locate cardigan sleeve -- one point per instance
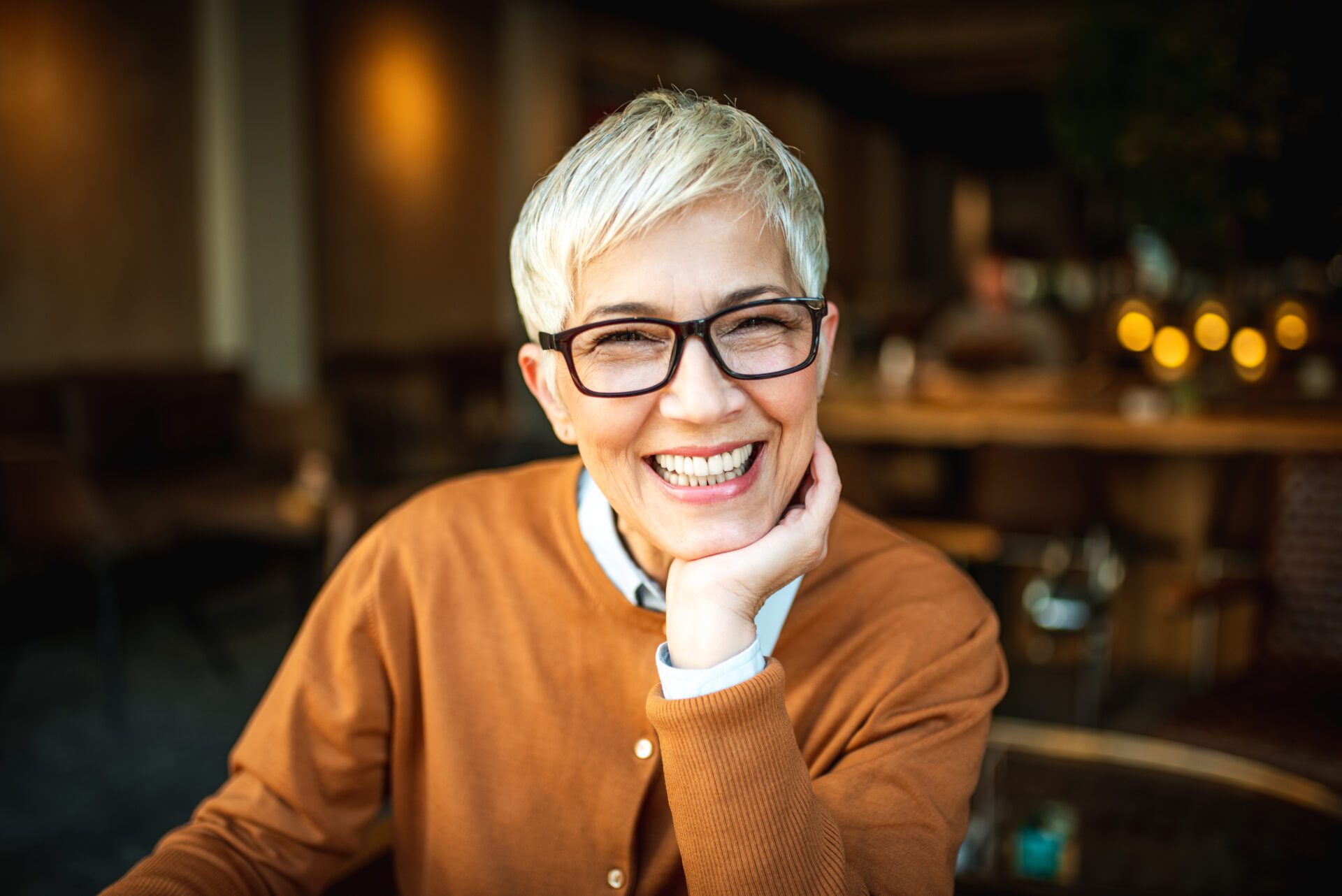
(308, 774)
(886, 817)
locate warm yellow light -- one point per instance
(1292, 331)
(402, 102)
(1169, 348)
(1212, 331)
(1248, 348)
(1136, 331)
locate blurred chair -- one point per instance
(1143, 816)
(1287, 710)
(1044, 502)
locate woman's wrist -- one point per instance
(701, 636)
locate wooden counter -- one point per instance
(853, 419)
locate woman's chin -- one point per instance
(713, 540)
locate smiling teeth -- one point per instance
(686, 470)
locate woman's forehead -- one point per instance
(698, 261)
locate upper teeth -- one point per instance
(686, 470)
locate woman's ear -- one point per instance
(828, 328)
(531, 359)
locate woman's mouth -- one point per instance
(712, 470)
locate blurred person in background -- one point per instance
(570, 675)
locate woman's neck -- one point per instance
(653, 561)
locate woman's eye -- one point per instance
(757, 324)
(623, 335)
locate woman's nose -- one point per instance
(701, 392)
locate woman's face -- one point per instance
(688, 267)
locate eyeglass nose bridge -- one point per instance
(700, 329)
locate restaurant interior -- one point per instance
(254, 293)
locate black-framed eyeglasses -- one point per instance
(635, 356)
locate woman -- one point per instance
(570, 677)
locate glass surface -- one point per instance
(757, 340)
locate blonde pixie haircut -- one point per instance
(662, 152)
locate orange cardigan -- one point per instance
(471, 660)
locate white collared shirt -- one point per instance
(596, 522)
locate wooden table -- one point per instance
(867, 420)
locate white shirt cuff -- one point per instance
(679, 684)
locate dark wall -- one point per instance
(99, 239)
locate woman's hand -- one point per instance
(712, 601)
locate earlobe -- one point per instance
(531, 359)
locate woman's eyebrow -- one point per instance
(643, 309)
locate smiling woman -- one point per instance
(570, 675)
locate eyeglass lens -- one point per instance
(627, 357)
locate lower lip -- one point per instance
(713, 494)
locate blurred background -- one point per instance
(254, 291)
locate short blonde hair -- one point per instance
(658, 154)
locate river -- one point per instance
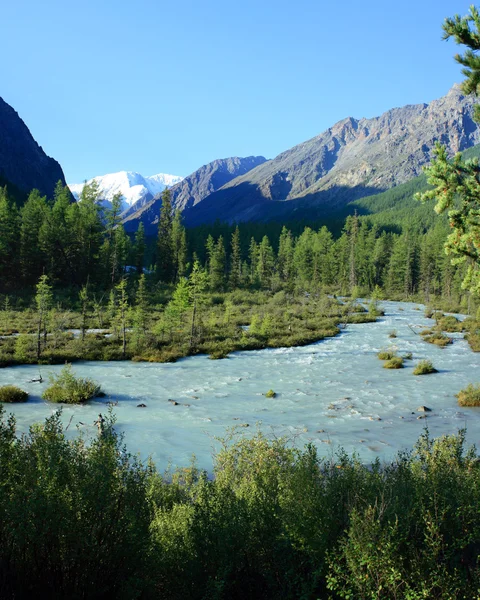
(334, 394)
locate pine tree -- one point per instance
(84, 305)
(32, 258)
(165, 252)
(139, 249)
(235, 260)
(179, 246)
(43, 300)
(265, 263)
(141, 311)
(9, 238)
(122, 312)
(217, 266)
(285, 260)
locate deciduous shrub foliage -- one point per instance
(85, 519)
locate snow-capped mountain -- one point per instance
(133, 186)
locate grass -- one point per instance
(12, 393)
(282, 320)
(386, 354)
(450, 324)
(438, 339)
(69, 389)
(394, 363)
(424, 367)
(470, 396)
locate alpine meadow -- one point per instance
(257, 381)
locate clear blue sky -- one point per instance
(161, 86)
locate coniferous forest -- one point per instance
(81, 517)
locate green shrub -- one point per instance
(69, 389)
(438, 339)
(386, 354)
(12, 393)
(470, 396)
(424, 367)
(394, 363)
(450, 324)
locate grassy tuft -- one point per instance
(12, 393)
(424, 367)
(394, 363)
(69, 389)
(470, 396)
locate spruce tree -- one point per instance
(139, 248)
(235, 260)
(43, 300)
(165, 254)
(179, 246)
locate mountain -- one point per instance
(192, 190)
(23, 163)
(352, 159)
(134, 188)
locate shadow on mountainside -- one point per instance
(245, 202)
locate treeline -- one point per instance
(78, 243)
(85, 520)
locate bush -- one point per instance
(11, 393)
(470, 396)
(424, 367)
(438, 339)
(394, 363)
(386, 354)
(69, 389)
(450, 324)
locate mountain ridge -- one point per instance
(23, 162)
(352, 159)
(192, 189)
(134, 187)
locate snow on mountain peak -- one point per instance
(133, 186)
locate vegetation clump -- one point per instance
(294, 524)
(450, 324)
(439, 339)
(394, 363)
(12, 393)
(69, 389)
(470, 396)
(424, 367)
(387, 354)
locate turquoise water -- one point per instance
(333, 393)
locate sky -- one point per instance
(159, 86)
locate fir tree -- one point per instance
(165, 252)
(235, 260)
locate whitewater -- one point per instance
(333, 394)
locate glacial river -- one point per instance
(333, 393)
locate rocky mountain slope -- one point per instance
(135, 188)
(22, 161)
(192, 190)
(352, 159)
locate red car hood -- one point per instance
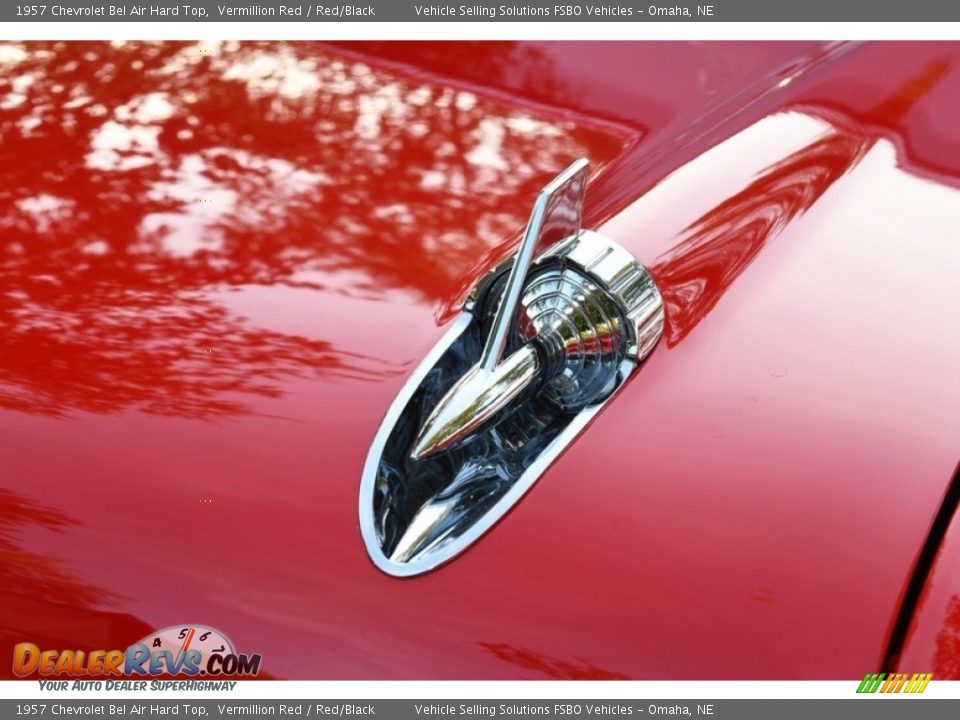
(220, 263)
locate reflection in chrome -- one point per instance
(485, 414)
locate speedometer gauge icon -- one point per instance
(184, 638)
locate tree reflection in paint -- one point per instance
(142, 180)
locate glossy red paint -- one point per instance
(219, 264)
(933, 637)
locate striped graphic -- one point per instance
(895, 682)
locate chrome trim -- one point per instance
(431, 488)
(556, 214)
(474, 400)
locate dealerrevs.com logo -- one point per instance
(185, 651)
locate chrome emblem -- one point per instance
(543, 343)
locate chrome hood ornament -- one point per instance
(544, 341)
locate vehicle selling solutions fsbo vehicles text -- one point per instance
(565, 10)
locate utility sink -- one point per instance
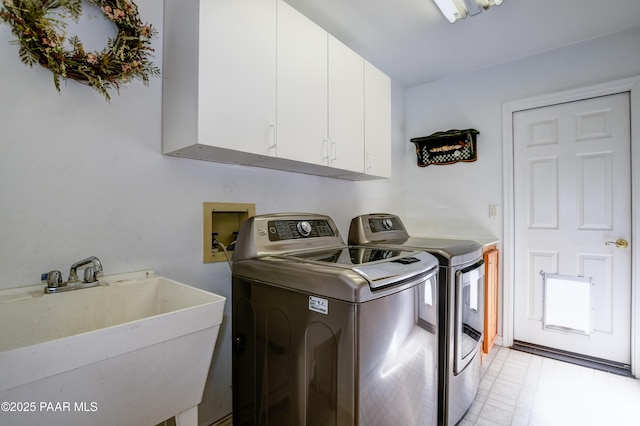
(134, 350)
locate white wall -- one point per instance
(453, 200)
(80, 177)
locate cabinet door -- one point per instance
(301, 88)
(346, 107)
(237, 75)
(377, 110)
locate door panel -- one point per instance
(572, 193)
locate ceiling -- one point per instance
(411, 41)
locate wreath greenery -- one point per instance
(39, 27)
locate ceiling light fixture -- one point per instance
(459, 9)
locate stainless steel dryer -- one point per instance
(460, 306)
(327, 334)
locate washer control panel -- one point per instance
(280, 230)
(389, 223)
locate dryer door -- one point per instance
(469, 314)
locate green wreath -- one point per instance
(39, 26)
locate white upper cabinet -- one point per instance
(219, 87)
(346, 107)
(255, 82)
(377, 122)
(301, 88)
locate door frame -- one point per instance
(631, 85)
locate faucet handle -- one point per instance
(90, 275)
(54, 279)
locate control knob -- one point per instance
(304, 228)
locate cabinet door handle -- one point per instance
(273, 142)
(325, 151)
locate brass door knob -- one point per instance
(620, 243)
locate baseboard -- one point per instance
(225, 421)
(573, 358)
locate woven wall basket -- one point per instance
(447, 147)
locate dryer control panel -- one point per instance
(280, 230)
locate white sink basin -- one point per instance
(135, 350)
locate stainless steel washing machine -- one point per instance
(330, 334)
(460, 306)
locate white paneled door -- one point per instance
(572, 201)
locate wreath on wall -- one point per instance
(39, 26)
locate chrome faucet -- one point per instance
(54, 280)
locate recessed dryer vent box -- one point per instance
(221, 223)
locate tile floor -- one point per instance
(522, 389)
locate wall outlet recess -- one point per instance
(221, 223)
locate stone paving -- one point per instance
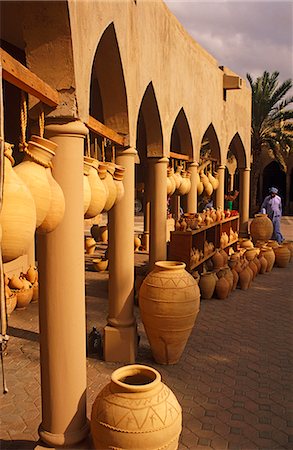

==============================

#### [EXERCISE DIRECTIONS]
The output should consist of the records above, reproduced exactly, without pictures.

#### [EXERCISE OUTPUT]
locate cardigan sleeve -- one point per instance
(308, 774)
(886, 817)
locate warm yellow light -- one point per instance
(1292, 331)
(402, 102)
(1169, 348)
(1212, 331)
(1248, 348)
(1136, 331)
locate blurred chair -- one point per instance
(1143, 816)
(1287, 710)
(1044, 502)
locate woman's wrist -- one point per instance
(701, 636)
locate wooden counter -- one point per instance
(853, 419)
locate woman's chin -- one point per instance
(713, 540)
locate smiling teeth -- one point per instance
(686, 470)
locate woman's forehead -- one point per instance
(698, 261)
locate upper teeth -- one point per instance
(686, 470)
locate woman's ear -- one point per instance
(828, 328)
(531, 359)
locate woman's mouth -- one point per instance
(712, 470)
locate blurred person in background -- one point per instance
(570, 675)
locate woman's neck -- one point per instance
(653, 561)
locate woman's eye -- one point per instance
(757, 324)
(623, 335)
locate woman's nose -- one point per instance
(701, 392)
locate woman's face -- one point per instance
(688, 267)
locate eyeglass nose bridge -- one point per instance
(700, 329)
locate restaurant interior -- one point per instance
(254, 293)
locate black-framed eyeglasses -- one point per instance
(635, 356)
locate woman -- one point per instance
(570, 677)
locate glass surface -- one point per instance
(757, 340)
locate blonde pixie haircut -- one point per instance
(662, 152)
locate orange cardigan -- one point per instance
(471, 660)
locate white collared shirt -- one point per instance
(596, 522)
locate wooden table -- one point per instance
(867, 420)
locate white shirt cuff -- one point per instance
(679, 684)
locate dark wall -- one point per instance
(99, 239)
locate woman's hand -- one point per instance
(712, 601)
locate earlobe -- one point per instance
(531, 359)
locate woman's eyebrow -- one point per instance
(643, 309)
locate smiling woman -- one point per instance
(570, 675)
locate eyeglass lens -- one point per instance
(627, 357)
locate lower lip -- one point per instance
(713, 494)
locate blurred background -- one point per instance
(254, 291)
locate short blonde hair -- one point per instance
(658, 154)
locate river -- one point per instance
(334, 394)
locate pine tree -- one point per instance
(84, 305)
(32, 258)
(165, 252)
(139, 249)
(235, 260)
(179, 246)
(43, 300)
(265, 263)
(141, 311)
(9, 238)
(122, 312)
(217, 266)
(285, 260)
locate deciduous shrub foliage -- one point per instance
(85, 519)
locate snow-capped mountain -- one point per instance
(133, 186)
locate grass -- one point per instance
(12, 393)
(282, 320)
(386, 354)
(450, 324)
(438, 339)
(69, 389)
(394, 363)
(424, 367)
(470, 396)
locate alpine meadow -- one point per instance
(257, 381)
locate clear blue sky -- one point per instance
(161, 86)
locate coniferous forest -- one point per instance
(81, 517)
locate green shrub -- one point per instance
(69, 389)
(438, 339)
(386, 354)
(12, 393)
(470, 396)
(424, 367)
(394, 363)
(450, 324)
locate grassy tuft -- one point per instance
(12, 393)
(424, 367)
(394, 363)
(69, 389)
(470, 396)
locate spruce tree -- one point per instance
(139, 248)
(235, 260)
(43, 300)
(165, 254)
(179, 246)
locate mountain -- one point per instance
(192, 190)
(23, 163)
(352, 159)
(134, 188)
locate shadow on mountainside -- one point per instance
(245, 202)
locate treeline -- one point per instance
(78, 243)
(85, 520)
locate bush -- one point per instance
(11, 393)
(470, 396)
(424, 367)
(438, 339)
(394, 363)
(386, 354)
(69, 389)
(450, 324)
locate mountain ridge -- one point per instance
(23, 162)
(352, 159)
(192, 189)
(134, 187)
locate snow on mountain peak -- one point per instance
(133, 186)
locate vegetation clump -- one point per instance
(294, 524)
(450, 324)
(439, 339)
(394, 363)
(12, 393)
(69, 389)
(470, 396)
(424, 367)
(387, 354)
locate turquoise water -- one point per instance
(333, 393)
locate sky -- one point per instance
(159, 86)
locate fir tree -- one point per instance
(165, 252)
(235, 260)
locate whitewater -- one point per instance
(333, 394)
locate glacial river -- one point per instance
(333, 393)
locate rocky mountain slope -- one point per instance
(135, 188)
(22, 161)
(192, 190)
(352, 159)
locate red car hood -- one point per instance
(220, 263)
locate reflection in chrome -- one point per instance
(485, 414)
locate speedometer gauge icon -- one point per instance
(184, 638)
locate tree reflection in paint -- one point per instance
(142, 180)
locate glossy red paint -- one point per instance
(219, 264)
(933, 637)
locate striped graphic -- one point per instance
(895, 682)
locate chrome trim -- one point per instance
(431, 488)
(556, 214)
(474, 400)
locate dealerrevs.com logo -- one point per instance
(185, 651)
locate chrome emblem -- one point per instance
(543, 343)
locate chrome hood ornament -- one point per instance
(544, 341)
locate vehicle selling solutions fsbo vehicles text -- one point per instance
(565, 10)
locate utility sink -- one point per instance
(134, 350)
locate white wall -- one point per instance
(453, 200)
(80, 177)
locate cabinet door -- one point per instance
(301, 88)
(346, 107)
(237, 75)
(377, 110)
locate door panel -- one point per instance
(572, 193)
locate ceiling -- one point per instance
(411, 41)
locate wreath greenery -- one point per instance
(39, 27)
locate ceiling light fixture -- one point per instance
(459, 9)
locate stainless steel dryer -- one point per instance
(460, 306)
(327, 334)
locate washer control panel -- one point per instance
(280, 230)
(389, 223)
locate dryer door -- one point per instance
(469, 314)
locate green wreath -- one point per instance
(39, 26)
locate white upper cabinet -- one point per instance
(219, 87)
(346, 107)
(255, 82)
(377, 122)
(301, 88)
locate door frame -- one point per instance
(631, 85)
locate faucet handle -- one point per instance
(90, 275)
(54, 279)
locate control knob -- one point per instance
(304, 228)
locate cabinet door handle -- one point per instance
(273, 142)
(325, 151)
locate brass door knob -- one point per instance
(620, 243)
locate baseboard -- one point per instance
(225, 421)
(573, 358)
locate woven wall basket -- one point per instance
(447, 147)
locate dryer control panel -- one point per instance
(280, 230)
locate white sink basin -- one point per instance
(135, 350)
locate stainless steel washing machine -- one point per instance
(330, 334)
(460, 306)
locate white paneled door -- one point per instance
(572, 201)
locate wreath on wall -- one point per instance
(39, 26)
locate chrome faucet -- one point per instance
(54, 280)
locate recessed dryer vent box -- one point per instance
(221, 223)
locate tile floor -- one point per instance
(522, 389)
locate wall outlet recess -- one point per instance
(221, 223)
locate stone paving -- one point per instance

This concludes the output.